──────── INPUT ROWS

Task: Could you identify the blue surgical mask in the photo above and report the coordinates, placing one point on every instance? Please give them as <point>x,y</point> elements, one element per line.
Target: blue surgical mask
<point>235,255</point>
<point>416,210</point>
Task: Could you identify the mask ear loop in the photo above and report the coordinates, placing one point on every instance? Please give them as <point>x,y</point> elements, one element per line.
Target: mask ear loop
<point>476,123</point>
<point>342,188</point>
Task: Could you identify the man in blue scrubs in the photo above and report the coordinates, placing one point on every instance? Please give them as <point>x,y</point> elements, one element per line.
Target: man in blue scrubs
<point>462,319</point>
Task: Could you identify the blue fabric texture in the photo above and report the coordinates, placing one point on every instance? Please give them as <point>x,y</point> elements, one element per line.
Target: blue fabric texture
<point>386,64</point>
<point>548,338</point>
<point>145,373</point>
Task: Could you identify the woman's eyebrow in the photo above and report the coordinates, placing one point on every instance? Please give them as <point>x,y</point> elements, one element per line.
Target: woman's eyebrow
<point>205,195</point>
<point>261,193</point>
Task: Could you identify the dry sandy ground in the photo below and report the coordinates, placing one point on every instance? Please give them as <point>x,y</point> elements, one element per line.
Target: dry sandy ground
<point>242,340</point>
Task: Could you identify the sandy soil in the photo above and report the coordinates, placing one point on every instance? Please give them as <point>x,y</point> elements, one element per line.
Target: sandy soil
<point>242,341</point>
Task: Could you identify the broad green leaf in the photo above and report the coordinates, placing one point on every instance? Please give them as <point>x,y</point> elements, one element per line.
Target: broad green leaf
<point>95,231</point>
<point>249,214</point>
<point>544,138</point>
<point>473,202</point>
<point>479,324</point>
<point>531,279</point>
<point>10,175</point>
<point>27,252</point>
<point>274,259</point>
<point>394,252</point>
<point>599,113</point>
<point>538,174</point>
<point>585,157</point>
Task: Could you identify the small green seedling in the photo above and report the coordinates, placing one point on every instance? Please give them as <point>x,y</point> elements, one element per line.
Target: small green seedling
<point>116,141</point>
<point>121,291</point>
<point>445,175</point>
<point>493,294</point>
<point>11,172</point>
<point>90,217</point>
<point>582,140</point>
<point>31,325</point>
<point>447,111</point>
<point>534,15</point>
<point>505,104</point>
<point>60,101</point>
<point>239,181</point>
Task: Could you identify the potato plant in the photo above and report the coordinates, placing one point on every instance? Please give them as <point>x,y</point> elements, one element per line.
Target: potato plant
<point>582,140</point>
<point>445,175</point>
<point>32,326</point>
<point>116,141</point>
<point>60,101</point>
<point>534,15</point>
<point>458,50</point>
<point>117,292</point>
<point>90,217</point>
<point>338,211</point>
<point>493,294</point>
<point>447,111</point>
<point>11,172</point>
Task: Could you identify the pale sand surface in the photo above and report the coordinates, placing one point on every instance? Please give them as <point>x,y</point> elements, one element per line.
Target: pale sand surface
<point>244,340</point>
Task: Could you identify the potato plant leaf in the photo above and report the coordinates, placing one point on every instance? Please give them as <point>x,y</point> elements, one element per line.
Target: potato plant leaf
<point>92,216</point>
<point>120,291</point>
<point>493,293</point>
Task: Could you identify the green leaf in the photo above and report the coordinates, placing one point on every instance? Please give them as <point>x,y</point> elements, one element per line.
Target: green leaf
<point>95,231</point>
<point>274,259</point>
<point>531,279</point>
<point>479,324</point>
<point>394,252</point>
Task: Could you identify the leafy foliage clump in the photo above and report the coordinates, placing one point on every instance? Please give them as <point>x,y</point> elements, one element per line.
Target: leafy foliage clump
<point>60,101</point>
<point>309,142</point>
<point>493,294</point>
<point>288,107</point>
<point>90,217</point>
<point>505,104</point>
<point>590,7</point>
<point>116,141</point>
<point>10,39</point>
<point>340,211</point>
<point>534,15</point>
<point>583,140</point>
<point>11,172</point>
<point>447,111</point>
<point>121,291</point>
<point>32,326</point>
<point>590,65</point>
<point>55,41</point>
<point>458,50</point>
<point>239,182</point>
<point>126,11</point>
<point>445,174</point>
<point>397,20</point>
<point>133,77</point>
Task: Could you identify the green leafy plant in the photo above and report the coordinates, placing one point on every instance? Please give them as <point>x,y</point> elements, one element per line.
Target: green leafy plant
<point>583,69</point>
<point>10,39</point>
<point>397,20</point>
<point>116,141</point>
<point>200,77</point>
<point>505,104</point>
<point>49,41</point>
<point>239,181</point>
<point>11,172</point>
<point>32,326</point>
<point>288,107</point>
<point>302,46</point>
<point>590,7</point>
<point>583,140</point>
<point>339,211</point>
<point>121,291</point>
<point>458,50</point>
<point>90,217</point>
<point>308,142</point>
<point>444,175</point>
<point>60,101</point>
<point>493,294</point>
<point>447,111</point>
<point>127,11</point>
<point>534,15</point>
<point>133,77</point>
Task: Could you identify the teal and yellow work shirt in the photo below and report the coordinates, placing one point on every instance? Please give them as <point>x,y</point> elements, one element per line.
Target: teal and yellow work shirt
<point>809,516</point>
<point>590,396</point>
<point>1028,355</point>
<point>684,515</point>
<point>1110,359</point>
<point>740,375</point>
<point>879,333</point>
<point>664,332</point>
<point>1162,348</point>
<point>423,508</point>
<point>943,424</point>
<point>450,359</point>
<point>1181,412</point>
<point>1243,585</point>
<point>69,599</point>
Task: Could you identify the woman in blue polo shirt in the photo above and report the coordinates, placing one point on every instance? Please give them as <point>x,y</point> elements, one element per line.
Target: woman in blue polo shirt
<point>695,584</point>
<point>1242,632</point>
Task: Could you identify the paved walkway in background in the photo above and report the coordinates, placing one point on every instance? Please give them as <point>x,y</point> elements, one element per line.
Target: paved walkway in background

────────────────

> _WHAT THE EXERCISE ASKS_:
Copy the lines above exactly, starting with the line containing "Task: Could you identify the pale" and ending with the line containing "<point>244,340</point>", both included.

> _PROBLEM SOLUTION_:
Task: Could you identify the pale sand surface in the photo above and report the coordinates, placing one point on every instance? Please give them as <point>x,y</point> elements, one element per line.
Target: pale sand surface
<point>244,340</point>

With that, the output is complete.